Brief: Take every line in the entries that includes the word "target" and copy it.

Available records:

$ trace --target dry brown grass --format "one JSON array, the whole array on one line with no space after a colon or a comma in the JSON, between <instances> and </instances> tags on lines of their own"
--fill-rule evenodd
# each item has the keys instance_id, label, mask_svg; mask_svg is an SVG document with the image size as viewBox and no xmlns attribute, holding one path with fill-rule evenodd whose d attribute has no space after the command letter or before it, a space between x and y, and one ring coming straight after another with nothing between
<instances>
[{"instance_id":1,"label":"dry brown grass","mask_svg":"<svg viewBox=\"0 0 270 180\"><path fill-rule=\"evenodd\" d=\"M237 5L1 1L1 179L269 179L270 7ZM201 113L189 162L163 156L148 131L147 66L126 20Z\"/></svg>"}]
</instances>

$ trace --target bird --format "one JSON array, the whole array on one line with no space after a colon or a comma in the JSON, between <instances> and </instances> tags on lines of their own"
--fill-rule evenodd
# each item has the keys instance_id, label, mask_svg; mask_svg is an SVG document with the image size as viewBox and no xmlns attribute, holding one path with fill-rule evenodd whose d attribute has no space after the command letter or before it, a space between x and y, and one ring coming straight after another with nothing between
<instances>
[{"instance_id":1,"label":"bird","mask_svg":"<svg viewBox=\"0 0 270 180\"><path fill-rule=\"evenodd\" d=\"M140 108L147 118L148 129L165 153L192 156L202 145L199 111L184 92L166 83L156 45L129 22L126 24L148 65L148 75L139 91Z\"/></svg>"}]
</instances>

...

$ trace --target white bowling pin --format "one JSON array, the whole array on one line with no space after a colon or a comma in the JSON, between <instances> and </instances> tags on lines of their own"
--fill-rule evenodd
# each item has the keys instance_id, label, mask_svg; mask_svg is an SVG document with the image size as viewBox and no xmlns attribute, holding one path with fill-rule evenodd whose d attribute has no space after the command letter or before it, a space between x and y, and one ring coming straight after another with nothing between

The answer:
$ trace --target dry brown grass --format "one JSON array, the whole array on one line with no space after a colon or a comma in the JSON, between <instances> and </instances> tags on lines of their own"
$ trace --target bird --format "one JSON array, the whole array on one line with no space after a colon or a comma in the JSON, between <instances> and </instances> tags on lines of their own"
$ trace --target white bowling pin --format "one JSON array, the whole array on one line with no space after a colon or a comma in the JSON, between <instances> and </instances> tags on lines of their own"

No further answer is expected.